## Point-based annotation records
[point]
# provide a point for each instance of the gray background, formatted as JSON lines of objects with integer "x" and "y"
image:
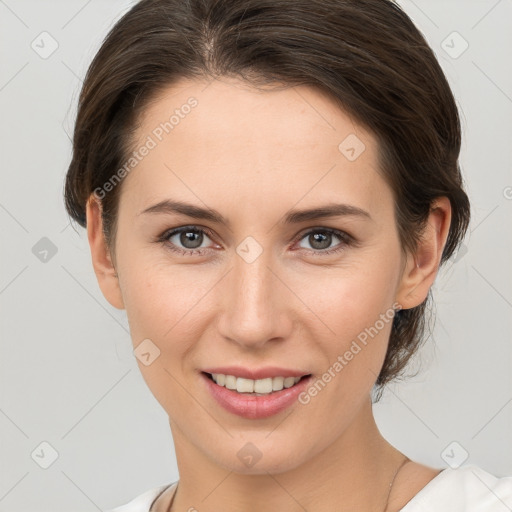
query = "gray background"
{"x": 67, "y": 373}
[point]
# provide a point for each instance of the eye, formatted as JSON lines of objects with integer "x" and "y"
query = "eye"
{"x": 320, "y": 240}
{"x": 186, "y": 240}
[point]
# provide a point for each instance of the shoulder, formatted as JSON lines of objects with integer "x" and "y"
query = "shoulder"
{"x": 468, "y": 488}
{"x": 143, "y": 502}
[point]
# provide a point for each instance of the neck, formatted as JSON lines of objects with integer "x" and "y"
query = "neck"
{"x": 356, "y": 470}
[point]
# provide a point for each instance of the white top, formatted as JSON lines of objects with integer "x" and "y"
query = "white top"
{"x": 465, "y": 489}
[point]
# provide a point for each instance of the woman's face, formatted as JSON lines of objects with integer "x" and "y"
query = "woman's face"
{"x": 267, "y": 290}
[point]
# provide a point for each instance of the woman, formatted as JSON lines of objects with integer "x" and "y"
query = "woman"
{"x": 219, "y": 145}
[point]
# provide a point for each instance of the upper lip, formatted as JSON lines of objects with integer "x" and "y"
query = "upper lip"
{"x": 256, "y": 373}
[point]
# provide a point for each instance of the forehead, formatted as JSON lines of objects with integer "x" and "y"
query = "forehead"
{"x": 213, "y": 139}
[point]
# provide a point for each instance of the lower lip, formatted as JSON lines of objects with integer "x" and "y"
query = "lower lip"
{"x": 255, "y": 407}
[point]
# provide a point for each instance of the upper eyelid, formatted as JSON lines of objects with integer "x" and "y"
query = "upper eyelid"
{"x": 343, "y": 235}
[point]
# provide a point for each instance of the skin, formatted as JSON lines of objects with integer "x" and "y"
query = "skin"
{"x": 253, "y": 155}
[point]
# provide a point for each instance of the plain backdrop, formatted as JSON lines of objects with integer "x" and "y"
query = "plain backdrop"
{"x": 79, "y": 430}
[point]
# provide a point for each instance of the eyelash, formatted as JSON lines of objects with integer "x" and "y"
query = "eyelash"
{"x": 346, "y": 240}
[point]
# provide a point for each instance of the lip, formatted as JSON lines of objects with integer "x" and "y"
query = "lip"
{"x": 255, "y": 407}
{"x": 258, "y": 373}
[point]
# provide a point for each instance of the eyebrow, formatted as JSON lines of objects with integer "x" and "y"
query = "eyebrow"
{"x": 292, "y": 216}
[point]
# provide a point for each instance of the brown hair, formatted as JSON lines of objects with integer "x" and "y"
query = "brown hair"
{"x": 365, "y": 54}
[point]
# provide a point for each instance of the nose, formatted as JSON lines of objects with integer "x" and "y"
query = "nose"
{"x": 256, "y": 303}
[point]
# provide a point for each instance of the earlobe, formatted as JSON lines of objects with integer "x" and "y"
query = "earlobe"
{"x": 104, "y": 269}
{"x": 422, "y": 266}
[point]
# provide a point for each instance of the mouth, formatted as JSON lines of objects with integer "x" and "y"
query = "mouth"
{"x": 254, "y": 387}
{"x": 254, "y": 398}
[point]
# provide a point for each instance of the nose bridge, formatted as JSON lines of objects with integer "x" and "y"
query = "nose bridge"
{"x": 253, "y": 313}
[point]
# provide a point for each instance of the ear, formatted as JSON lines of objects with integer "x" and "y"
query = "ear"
{"x": 101, "y": 257}
{"x": 421, "y": 267}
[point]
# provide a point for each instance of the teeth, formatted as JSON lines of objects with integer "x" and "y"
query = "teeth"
{"x": 257, "y": 387}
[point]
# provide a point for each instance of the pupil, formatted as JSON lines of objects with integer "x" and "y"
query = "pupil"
{"x": 321, "y": 241}
{"x": 191, "y": 236}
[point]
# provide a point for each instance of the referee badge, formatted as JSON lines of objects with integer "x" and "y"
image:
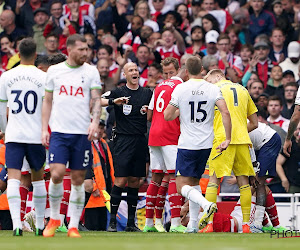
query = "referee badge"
{"x": 127, "y": 109}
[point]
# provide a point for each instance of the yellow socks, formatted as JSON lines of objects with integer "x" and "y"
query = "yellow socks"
{"x": 245, "y": 192}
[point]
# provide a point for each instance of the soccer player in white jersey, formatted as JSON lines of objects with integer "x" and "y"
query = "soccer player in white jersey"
{"x": 23, "y": 88}
{"x": 194, "y": 102}
{"x": 70, "y": 87}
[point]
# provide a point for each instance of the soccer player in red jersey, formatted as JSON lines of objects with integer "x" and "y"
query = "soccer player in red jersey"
{"x": 163, "y": 140}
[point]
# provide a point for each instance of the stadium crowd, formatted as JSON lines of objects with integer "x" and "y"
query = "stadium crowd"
{"x": 254, "y": 43}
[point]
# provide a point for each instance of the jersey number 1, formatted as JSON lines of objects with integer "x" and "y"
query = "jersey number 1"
{"x": 20, "y": 104}
{"x": 199, "y": 110}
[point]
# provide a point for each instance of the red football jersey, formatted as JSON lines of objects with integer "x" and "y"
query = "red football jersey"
{"x": 164, "y": 132}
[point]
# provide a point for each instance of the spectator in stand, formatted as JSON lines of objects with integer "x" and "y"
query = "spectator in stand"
{"x": 41, "y": 17}
{"x": 290, "y": 177}
{"x": 255, "y": 90}
{"x": 264, "y": 64}
{"x": 69, "y": 29}
{"x": 274, "y": 109}
{"x": 261, "y": 21}
{"x": 78, "y": 15}
{"x": 198, "y": 43}
{"x": 290, "y": 92}
{"x": 209, "y": 22}
{"x": 278, "y": 51}
{"x": 292, "y": 62}
{"x": 241, "y": 19}
{"x": 143, "y": 55}
{"x": 56, "y": 11}
{"x": 108, "y": 83}
{"x": 51, "y": 44}
{"x": 183, "y": 10}
{"x": 154, "y": 75}
{"x": 288, "y": 76}
{"x": 282, "y": 20}
{"x": 142, "y": 9}
{"x": 246, "y": 55}
{"x": 7, "y": 49}
{"x": 211, "y": 38}
{"x": 166, "y": 46}
{"x": 233, "y": 32}
{"x": 274, "y": 85}
{"x": 7, "y": 23}
{"x": 24, "y": 13}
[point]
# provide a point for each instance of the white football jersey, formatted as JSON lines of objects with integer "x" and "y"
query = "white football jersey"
{"x": 23, "y": 87}
{"x": 196, "y": 100}
{"x": 261, "y": 135}
{"x": 71, "y": 88}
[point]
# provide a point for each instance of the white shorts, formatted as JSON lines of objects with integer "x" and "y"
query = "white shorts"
{"x": 163, "y": 159}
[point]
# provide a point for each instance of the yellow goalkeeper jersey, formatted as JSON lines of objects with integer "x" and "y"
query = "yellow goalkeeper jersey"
{"x": 240, "y": 106}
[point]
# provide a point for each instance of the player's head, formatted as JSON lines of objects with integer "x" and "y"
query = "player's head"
{"x": 57, "y": 58}
{"x": 77, "y": 48}
{"x": 131, "y": 73}
{"x": 194, "y": 66}
{"x": 27, "y": 49}
{"x": 214, "y": 76}
{"x": 42, "y": 63}
{"x": 170, "y": 67}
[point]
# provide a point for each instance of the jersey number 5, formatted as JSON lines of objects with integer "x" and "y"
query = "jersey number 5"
{"x": 199, "y": 110}
{"x": 20, "y": 104}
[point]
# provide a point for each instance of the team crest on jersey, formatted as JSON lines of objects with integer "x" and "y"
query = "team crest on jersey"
{"x": 127, "y": 109}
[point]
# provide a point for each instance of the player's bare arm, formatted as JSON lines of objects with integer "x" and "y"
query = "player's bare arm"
{"x": 171, "y": 113}
{"x": 46, "y": 112}
{"x": 226, "y": 122}
{"x": 292, "y": 127}
{"x": 96, "y": 113}
{"x": 253, "y": 122}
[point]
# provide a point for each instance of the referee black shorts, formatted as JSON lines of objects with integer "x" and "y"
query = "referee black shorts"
{"x": 130, "y": 152}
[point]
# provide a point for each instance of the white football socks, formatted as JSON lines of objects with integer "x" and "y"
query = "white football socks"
{"x": 76, "y": 204}
{"x": 56, "y": 192}
{"x": 194, "y": 209}
{"x": 14, "y": 201}
{"x": 39, "y": 201}
{"x": 194, "y": 195}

## AIM
Count the lines in the records above that contain the string "crest", treating uppercase and lowercase letters as different. Give only the number.

## FINAL RESULT
2